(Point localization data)
§ §

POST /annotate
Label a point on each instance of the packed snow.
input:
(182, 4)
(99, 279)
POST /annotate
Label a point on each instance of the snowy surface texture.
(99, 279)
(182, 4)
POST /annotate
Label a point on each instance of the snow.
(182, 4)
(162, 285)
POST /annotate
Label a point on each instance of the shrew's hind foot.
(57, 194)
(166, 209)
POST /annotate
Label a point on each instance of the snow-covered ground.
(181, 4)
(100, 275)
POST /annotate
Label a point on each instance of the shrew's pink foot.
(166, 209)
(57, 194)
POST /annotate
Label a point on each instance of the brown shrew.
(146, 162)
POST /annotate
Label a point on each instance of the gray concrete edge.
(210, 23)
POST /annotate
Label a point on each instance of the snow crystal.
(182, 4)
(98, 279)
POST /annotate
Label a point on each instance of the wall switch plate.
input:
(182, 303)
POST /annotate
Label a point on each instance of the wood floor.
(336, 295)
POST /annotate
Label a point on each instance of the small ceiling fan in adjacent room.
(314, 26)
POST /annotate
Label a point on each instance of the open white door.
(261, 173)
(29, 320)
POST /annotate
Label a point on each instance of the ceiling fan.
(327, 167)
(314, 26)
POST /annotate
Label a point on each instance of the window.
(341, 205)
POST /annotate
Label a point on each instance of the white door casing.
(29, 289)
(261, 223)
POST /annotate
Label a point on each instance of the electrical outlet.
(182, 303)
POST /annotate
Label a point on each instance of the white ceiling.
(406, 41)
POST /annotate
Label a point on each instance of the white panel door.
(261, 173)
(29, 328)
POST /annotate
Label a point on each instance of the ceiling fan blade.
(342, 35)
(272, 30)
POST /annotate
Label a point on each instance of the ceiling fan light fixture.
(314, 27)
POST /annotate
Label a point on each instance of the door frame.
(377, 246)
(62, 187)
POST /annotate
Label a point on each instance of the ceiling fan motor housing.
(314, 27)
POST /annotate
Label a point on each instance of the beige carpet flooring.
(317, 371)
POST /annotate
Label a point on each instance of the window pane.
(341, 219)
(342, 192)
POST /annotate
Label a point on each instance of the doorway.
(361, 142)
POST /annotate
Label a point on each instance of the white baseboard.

§ §

● Problem to work on
Please write out the entries above in full, exactly as they read.

● Response
POST /annotate
Label a point on each instance of the packed snow.
input:
(182, 4)
(99, 279)
POST /annotate
Label a point on each instance of the snowy surface texture.
(99, 279)
(182, 4)
POST /annotate
Label a point on each instance of the snow.
(182, 4)
(162, 285)
POST /annotate
Label a point on each instance of the shrew's hind foot.
(57, 194)
(166, 209)
POST /annotate
Label a point on each instance of the snow-covered ground.
(181, 4)
(100, 275)
POST /annotate
Label a point on each instance of the shrew's pink foot.
(166, 209)
(57, 194)
POST /annotate
Label a point on each instance of the brown shrew.
(146, 162)
POST /annotate
Label a point on each instance of the gray concrete edge.
(210, 23)
POST /annotate
Label a point on each instance of the snow crystal.
(182, 4)
(98, 279)
POST /annotate
Label a point on each instance of the wall switch plate.
input:
(182, 303)
POST /annotate
Label a point on each instance of the wood floor.
(336, 295)
POST /annotate
Label a point on each instance of the small ceiling fan in adjacent room.
(314, 26)
POST /annotate
Label a point on each instance of the open white door.
(261, 173)
(29, 320)
POST /annotate
Label a point on each instance of the ceiling fan.
(327, 167)
(314, 26)
POST /annotate
Label a point on each instance of the window.
(341, 205)
POST /annotate
Label a point on each instance of the white door casing.
(29, 289)
(261, 223)
POST /annotate
Label a point on each instance of the electrical outlet.
(182, 303)
POST /annotate
Label a point on each instance of the white ceiling.
(406, 41)
POST /annotate
Label a point on each instance of the white panel door.
(261, 173)
(29, 328)
POST /annotate
Label a point on each instance of the ceiling fan blade.
(342, 35)
(272, 30)
POST /annotate
Label a point on each instance of the ceiling fan light fixture.
(314, 27)
POST /annotate
Label a point on each instance of the door frame.
(377, 246)
(62, 187)
POST /annotate
Label a point on each instance of the ceiling fan motor housing.
(314, 27)
POST /annotate
Label a point on each instance of the beige carpet flooring.
(317, 371)
POST /annotate
Label a point on each instance of the window pane.
(341, 219)
(342, 192)
POST /annotate
Label a point on each instance of the doorway.
(361, 142)
POST /annotate
Label a point on each instance of the white baseboard.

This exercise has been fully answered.